**PROBLEMS TO WORK ON:**
1. Echo the stretch of the Gas6 abstract from "A high Gas6 level in" through "Bern, Bern, Switzerland.", word for word.
2. According to the Gas6 abstract, how many patients had their Gas6 levels measured at the time of the index VTE?

**PROVIDED TEXT:**
A high Gas6 level in plasma predicts venous thromboembolism recurrence, major bleeding and mortality in the elderly: a prospective multicenter cohort study.

J Thromb Haemost 2019 02;17(2):306-318

Department of Hematology and Central Hematology Laboratory, Inselspital, Bern University Hospital, University of Bern, Bern, Switzerland.

Essentials Predictive ability of pro-hemostatic Gas6 for recurrent venous thromboembolism (VTE) is unknown. We measured Gas6 levels in 864 patients with VTE over 3 years. High Gas6 (> 157%) at diagnosis is associated with VTE recurrence, major bleeding and mortality. Gas6 plasma levels measured 12 months after the index VTE are discriminatory for VTE recurrence. SUMMARY: Background Growth arrest-specific gene 6 (Gas6) is a prohemostatic protein with an unknown predictive ability for recurrent venous thromboembolism (VTE). In the elderly, VTE results in higher mortality but does not have a higher rate of recurrence than in younger patients. Consequently, anticoagulation management in the elderly is challenging. Objective To prospectively investigate the performance of Gas6 in predicting VTE recurrence, major bleeding and mortality in the elderly. Methods Consecutive patients aged ≥ 65 years with acute VTE were followed for a period of 3 years. Primary outcomes were symptomatic VTE recurrence, major bleeding, and mortality. Plasma Gas6 was measured with ELISA. Results Gas6 levels were measured in 864 patients at the time of the index VTE (T1) and, in 70% of them, also 12 months later (T2). The Gas6 level at T1 was discriminatory for VTE recurrence (C-statistic, 0.56; 95% confidence interval [CI] 0.51-0.62), major bleeding (0.60, 95% CI 0.55-0.65) and mortality (0.69, 95% CI 0.65-0.73) up to 36 months. VTE recurrence up to 24 months after T2 was discriminated by the Gas6 level at T2 (0.62, 95% CI 0.54-0.71). High Gas6 levels (> 157%) and continuous Gas6 levels at T1 were associated with VTE recurrence up to 6 months and 12 months, respectively. Conclusions In elderly patients, a high Gas6 level is associated with higher risks of VTE recurrence, major bleeding, and death. These findings support further studies to assess the performance of Gas6 in adjusting the length of anticoagulation.

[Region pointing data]
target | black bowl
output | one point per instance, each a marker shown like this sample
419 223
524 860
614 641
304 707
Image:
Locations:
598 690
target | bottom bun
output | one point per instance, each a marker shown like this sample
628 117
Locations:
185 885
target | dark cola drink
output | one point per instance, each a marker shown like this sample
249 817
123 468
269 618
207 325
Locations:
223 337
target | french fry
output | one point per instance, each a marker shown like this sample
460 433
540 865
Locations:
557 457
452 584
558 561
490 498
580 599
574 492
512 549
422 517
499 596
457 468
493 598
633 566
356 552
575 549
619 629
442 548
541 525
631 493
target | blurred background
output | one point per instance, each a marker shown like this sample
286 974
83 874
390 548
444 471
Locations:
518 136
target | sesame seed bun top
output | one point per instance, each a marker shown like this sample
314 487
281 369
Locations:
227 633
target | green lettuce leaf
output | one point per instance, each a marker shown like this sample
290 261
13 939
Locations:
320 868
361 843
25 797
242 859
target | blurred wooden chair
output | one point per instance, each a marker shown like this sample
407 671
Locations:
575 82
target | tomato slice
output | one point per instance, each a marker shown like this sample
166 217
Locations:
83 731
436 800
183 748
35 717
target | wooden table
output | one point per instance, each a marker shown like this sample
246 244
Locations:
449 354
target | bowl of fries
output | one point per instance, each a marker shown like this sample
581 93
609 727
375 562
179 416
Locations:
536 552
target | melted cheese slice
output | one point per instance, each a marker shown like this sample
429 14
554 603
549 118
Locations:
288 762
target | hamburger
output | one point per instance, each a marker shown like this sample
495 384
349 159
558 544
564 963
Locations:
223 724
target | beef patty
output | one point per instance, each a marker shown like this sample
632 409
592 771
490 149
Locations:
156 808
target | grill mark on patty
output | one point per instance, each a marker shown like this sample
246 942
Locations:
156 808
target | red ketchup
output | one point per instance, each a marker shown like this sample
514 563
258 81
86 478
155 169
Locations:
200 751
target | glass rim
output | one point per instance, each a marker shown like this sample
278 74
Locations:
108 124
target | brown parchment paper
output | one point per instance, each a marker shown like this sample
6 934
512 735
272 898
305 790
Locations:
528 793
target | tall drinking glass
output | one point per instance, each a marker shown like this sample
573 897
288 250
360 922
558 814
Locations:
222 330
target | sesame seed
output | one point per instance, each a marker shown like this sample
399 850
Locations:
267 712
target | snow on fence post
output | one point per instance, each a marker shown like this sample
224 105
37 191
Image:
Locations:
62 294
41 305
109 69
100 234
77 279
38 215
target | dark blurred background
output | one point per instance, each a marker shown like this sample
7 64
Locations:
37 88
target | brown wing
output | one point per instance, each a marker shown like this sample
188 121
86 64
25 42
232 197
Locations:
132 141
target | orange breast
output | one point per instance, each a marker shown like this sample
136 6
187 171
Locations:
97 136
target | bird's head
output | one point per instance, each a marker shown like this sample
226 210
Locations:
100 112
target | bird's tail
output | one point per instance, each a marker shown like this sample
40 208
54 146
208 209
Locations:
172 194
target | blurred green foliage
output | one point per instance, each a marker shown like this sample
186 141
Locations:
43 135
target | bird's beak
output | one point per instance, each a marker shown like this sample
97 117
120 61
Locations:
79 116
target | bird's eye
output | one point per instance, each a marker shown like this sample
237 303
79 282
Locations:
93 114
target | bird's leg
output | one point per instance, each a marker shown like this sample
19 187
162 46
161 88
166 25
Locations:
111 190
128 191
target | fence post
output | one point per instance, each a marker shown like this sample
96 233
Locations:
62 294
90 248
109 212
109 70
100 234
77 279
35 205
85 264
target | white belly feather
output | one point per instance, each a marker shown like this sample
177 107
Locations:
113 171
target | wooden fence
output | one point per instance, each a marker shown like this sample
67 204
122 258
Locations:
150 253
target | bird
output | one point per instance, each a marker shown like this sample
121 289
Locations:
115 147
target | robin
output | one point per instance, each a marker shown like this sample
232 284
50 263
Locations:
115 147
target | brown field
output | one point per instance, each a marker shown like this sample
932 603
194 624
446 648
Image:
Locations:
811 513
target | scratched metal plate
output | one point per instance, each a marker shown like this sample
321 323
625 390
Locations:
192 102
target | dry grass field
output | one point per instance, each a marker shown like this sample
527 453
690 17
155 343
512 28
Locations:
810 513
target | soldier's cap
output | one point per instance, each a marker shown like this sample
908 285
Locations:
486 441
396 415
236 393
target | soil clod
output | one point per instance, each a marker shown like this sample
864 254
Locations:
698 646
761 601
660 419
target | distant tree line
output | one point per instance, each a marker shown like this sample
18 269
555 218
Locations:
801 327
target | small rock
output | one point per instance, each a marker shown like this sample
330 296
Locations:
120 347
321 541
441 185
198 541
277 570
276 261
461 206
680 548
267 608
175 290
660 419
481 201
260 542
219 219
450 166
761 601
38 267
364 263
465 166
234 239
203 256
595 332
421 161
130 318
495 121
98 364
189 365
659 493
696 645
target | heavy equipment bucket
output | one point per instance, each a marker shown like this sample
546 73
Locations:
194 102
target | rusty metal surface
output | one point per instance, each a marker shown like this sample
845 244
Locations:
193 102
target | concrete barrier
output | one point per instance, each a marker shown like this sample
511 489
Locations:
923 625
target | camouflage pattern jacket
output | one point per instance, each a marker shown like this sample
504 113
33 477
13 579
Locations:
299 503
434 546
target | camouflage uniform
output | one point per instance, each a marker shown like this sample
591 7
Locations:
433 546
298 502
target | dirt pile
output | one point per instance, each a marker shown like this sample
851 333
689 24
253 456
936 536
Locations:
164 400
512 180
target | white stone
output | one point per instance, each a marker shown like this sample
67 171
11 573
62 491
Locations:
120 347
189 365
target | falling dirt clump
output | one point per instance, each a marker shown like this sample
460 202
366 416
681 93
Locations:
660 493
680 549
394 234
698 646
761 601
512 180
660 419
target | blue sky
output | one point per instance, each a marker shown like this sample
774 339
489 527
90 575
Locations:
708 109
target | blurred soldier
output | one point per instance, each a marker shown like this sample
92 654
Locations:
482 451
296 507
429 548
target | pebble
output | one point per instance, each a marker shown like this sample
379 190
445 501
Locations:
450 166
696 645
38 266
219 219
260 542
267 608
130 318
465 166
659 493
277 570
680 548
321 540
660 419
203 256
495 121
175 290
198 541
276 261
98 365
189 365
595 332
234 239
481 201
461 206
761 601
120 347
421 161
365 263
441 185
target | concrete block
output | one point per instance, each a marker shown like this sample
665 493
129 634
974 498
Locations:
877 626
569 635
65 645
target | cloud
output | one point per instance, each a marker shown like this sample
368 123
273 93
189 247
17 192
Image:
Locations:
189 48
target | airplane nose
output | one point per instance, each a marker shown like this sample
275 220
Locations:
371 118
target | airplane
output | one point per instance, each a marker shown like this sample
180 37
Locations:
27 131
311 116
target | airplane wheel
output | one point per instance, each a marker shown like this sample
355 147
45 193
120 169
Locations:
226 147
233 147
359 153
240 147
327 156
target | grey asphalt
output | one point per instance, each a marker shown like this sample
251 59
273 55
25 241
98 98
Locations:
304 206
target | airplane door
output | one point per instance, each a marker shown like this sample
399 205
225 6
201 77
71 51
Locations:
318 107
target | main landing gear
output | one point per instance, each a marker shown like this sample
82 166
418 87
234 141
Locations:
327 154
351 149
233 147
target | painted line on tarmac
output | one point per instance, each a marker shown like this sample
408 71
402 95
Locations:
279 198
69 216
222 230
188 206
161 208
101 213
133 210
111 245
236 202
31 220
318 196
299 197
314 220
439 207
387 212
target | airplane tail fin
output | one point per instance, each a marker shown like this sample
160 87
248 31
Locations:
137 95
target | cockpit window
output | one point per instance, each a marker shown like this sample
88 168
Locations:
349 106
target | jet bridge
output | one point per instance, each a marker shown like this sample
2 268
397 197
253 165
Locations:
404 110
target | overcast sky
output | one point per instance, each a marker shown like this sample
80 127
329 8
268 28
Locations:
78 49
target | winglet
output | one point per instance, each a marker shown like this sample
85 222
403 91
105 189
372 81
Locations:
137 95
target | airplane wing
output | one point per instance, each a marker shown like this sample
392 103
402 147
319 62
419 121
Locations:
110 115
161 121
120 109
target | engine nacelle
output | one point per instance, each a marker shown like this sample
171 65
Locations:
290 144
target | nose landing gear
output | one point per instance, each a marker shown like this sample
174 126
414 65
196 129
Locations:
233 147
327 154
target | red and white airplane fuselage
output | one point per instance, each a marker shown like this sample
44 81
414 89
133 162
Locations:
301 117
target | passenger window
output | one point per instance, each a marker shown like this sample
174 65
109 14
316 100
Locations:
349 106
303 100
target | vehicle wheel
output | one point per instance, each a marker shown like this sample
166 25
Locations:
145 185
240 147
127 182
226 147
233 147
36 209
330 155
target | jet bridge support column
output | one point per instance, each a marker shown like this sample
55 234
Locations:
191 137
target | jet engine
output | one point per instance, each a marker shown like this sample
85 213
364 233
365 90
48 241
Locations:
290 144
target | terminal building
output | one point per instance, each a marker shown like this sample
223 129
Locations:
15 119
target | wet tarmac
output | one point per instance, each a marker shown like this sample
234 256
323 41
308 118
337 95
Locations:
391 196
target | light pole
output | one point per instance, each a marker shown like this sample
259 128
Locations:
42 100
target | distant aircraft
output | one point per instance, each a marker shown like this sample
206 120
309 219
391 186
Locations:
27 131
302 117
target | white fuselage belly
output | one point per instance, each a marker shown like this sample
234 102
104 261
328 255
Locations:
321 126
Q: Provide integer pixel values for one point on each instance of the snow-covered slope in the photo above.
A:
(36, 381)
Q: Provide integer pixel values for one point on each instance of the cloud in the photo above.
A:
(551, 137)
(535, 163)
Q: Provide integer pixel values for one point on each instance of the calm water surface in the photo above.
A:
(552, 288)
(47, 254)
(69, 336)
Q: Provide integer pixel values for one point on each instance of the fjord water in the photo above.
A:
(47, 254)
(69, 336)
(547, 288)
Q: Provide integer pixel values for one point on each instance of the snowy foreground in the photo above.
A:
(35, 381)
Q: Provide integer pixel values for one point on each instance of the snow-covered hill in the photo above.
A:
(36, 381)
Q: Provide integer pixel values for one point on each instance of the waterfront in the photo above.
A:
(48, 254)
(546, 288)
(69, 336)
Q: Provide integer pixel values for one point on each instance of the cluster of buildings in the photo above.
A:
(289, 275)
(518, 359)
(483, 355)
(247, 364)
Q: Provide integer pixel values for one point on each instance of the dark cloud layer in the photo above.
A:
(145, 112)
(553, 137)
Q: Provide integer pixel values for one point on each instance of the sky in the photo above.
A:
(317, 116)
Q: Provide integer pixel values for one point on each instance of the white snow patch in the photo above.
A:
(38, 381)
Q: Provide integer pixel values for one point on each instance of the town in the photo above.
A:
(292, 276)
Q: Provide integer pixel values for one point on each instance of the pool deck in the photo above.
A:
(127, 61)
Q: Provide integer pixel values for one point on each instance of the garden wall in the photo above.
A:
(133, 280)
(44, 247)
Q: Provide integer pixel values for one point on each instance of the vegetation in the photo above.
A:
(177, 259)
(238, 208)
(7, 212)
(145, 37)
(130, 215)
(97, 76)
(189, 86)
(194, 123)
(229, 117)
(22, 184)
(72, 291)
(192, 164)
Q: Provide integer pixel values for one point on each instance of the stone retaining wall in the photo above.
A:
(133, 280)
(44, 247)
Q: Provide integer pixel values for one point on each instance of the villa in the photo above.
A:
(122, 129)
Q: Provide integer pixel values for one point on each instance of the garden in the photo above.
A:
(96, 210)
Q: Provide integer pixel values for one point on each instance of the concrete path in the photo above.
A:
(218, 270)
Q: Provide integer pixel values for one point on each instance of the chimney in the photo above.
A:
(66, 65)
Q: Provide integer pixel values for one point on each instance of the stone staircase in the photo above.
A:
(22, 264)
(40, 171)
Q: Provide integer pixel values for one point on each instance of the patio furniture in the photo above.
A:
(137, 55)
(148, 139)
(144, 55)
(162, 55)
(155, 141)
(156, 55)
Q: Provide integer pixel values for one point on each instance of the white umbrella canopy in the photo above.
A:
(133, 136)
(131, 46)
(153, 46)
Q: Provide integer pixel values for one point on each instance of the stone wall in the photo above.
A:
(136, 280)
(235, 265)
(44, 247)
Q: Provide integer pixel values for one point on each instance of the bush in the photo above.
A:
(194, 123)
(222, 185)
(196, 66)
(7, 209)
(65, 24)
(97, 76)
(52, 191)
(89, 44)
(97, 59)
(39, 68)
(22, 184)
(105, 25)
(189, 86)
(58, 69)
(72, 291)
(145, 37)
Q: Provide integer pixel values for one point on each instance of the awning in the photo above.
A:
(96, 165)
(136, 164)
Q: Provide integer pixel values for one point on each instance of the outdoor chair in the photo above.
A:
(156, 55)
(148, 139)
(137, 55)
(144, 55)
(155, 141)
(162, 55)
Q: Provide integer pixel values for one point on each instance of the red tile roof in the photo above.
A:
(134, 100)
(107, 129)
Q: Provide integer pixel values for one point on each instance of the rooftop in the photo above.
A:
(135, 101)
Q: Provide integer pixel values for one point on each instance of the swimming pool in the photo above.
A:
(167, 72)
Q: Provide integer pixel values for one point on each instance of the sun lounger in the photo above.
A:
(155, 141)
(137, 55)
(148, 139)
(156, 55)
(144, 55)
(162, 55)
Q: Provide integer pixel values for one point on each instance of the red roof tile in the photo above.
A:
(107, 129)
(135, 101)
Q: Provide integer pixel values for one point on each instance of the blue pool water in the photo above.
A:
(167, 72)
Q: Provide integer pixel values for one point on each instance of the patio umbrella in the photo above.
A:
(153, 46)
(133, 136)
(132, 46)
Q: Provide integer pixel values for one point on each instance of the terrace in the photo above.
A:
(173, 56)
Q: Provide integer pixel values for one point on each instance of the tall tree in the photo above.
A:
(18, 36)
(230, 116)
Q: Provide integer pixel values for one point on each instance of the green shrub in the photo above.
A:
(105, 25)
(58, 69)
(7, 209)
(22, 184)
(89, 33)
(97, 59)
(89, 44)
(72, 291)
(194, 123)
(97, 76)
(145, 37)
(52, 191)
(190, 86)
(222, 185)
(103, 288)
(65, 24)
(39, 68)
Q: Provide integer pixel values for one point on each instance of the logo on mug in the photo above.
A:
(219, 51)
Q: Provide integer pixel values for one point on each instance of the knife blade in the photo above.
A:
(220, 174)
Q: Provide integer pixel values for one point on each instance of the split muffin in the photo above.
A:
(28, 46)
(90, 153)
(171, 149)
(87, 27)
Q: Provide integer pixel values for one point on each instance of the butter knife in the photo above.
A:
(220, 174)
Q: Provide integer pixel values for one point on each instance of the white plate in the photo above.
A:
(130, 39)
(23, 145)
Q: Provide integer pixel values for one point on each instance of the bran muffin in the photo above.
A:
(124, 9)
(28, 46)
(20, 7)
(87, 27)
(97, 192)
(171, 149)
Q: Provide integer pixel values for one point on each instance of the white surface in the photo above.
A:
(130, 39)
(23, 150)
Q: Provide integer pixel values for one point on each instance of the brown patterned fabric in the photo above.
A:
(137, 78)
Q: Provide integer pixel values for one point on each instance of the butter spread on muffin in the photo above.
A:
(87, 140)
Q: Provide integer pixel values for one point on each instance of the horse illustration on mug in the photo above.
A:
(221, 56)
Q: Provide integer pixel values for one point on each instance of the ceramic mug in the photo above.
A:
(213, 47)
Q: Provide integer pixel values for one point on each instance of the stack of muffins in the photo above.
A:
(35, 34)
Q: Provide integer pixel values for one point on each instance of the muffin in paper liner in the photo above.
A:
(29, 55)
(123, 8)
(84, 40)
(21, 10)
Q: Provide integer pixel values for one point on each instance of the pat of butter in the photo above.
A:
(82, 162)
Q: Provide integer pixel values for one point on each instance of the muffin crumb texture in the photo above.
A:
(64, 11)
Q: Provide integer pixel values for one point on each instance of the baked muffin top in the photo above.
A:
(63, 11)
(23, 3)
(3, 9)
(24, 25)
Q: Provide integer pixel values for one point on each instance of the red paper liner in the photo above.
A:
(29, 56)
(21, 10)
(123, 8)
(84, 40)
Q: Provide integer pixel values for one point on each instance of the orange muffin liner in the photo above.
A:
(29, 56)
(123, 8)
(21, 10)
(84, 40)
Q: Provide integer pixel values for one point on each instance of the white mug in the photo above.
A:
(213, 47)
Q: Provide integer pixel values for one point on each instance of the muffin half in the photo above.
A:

**ANSWERS TO THE EXERCISE:**
1.
A high Gas6 level in plasma predicts venous thromboembolism recurrence, major bleeding and mortality in the elderly: a prospective multicenter cohort study.

J Thromb Haemost 2019 02;17(2):306-318

Department of Hematology and Central Hematology Laboratory, Inselspital, Bern University Hospital, University of Bern, Bern, Switzerland.

2. 864 patients.